=== Section Start ===

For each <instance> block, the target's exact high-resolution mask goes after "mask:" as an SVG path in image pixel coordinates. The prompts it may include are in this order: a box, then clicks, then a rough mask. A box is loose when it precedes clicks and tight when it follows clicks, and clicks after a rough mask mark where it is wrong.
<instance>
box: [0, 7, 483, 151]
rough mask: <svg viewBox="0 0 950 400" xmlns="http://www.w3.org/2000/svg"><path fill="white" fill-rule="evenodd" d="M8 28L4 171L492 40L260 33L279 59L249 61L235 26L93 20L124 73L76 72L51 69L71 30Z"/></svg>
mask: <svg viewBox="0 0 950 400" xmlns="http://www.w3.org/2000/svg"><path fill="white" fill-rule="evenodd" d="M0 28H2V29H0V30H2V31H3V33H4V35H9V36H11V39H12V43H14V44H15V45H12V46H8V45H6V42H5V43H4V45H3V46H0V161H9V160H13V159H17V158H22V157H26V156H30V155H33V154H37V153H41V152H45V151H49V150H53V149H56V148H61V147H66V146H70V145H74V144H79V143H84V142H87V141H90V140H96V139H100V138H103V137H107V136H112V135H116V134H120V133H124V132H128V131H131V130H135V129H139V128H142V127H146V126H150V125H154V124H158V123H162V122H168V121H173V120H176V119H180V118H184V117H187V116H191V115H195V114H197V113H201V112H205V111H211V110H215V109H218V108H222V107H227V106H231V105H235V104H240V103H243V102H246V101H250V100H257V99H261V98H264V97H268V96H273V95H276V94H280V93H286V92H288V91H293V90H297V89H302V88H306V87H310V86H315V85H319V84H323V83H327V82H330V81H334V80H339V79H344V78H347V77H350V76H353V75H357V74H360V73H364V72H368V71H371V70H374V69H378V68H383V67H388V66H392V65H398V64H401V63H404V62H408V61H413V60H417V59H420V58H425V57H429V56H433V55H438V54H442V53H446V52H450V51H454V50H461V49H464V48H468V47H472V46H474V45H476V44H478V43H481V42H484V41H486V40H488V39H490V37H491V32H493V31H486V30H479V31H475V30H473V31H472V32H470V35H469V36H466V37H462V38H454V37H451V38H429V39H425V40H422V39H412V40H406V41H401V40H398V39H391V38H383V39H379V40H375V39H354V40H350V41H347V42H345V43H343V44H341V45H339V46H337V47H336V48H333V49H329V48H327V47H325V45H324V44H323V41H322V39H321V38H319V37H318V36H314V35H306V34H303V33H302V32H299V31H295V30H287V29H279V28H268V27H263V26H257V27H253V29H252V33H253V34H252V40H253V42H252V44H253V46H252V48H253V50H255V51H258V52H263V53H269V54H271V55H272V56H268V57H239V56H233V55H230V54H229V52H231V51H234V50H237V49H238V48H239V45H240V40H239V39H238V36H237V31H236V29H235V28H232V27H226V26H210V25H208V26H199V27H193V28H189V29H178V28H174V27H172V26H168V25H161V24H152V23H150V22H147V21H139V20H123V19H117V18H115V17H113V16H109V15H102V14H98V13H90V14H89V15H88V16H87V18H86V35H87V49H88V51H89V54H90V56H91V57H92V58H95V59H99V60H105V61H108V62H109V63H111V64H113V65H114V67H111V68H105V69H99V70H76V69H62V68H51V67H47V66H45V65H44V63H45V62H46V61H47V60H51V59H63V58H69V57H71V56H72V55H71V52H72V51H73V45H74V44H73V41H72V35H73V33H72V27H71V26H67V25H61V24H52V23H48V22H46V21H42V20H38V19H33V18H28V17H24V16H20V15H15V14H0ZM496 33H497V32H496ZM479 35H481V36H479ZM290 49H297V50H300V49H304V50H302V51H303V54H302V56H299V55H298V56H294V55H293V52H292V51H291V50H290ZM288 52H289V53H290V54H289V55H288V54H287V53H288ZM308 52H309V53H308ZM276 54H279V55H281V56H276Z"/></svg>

=== Section End ===

== Exercise brief ==
The output should be a character-exact copy of all entries.

== Response to the task ==
For each <instance> block, the target's exact high-resolution mask goes after "mask:" as an SVG path in image pixel coordinates. The prompts it may include are in this order: a box, then clicks, then a rough mask. A box is loose when it precedes clicks and tight when it follows clicks, and clicks after a rough mask mark where it is wrong.
<instance>
box: [0, 7, 483, 151]
rough mask: <svg viewBox="0 0 950 400" xmlns="http://www.w3.org/2000/svg"><path fill="white" fill-rule="evenodd" d="M8 28L4 171L492 40L260 33L279 59L249 61L235 26L93 20L124 73L76 72L51 69L71 30Z"/></svg>
mask: <svg viewBox="0 0 950 400" xmlns="http://www.w3.org/2000/svg"><path fill="white" fill-rule="evenodd" d="M0 28H2V29H0V30H2V31H3V33H4V35H9V36H11V39H12V43H14V44H15V45H12V46H8V45H6V42H5V43H4V45H3V46H0V161H9V160H13V159H17V158H22V157H26V156H30V155H33V154H37V153H41V152H45V151H49V150H53V149H56V148H61V147H66V146H70V145H74V144H79V143H84V142H87V141H90V140H96V139H100V138H103V137H107V136H112V135H116V134H120V133H124V132H128V131H131V130H135V129H139V128H142V127H146V126H150V125H154V124H158V123H162V122H168V121H173V120H176V119H180V118H184V117H187V116H191V115H195V114H197V113H201V112H205V111H211V110H215V109H218V108H222V107H227V106H231V105H235V104H240V103H243V102H246V101H250V100H257V99H261V98H264V97H268V96H273V95H276V94H280V93H286V92H288V91H293V90H297V89H302V88H306V87H310V86H315V85H319V84H323V83H327V82H330V81H334V80H339V79H344V78H347V77H350V76H353V75H357V74H360V73H364V72H368V71H371V70H374V69H378V68H383V67H388V66H392V65H398V64H401V63H404V62H408V61H413V60H417V59H420V58H425V57H429V56H433V55H438V54H442V53H446V52H450V51H454V50H461V49H464V48H468V47H472V46H474V45H476V44H478V43H481V42H484V41H486V40H488V39H490V37H491V32H493V31H486V30H479V31H475V30H473V31H472V32H470V35H469V36H466V37H462V38H454V37H451V38H429V39H425V40H422V39H412V40H406V41H401V40H398V39H391V38H383V39H379V40H375V39H354V40H350V41H347V42H345V43H343V44H341V45H339V46H337V47H336V48H333V49H329V48H327V47H325V45H324V44H323V41H322V39H321V38H319V37H318V36H314V35H306V34H303V33H302V32H299V31H295V30H287V29H279V28H268V27H263V26H257V27H253V29H252V33H253V34H252V40H253V42H252V44H253V46H252V48H253V50H255V51H258V52H263V53H269V54H271V55H272V56H268V57H239V56H233V55H230V54H229V52H231V51H234V50H237V49H238V48H239V45H240V40H239V39H238V36H237V31H236V29H235V28H232V27H226V26H210V25H208V26H199V27H193V28H189V29H178V28H174V27H172V26H168V25H161V24H152V23H150V22H147V21H139V20H123V19H117V18H115V17H113V16H109V15H102V14H98V13H90V14H89V15H88V16H87V18H86V35H87V49H88V51H89V54H90V56H91V57H92V58H95V59H99V60H105V61H108V62H109V63H111V64H113V65H114V67H111V68H105V69H99V70H76V69H62V68H51V67H47V66H45V65H44V63H45V62H46V61H47V60H51V59H63V58H69V57H71V56H72V55H71V52H72V51H73V45H74V44H73V41H72V35H73V33H72V27H71V26H67V25H61V24H52V23H48V22H46V21H42V20H38V19H33V18H28V17H24V16H20V15H15V14H0ZM496 33H497V32H496ZM479 35H481V36H479ZM290 49H297V50H300V49H304V50H302V51H303V54H302V56H299V55H298V56H294V55H293V52H292V51H291V50H290ZM288 52H289V53H290V54H289V55H288V54H287V53H288ZM308 52H309V53H308ZM276 54H279V55H281V56H276Z"/></svg>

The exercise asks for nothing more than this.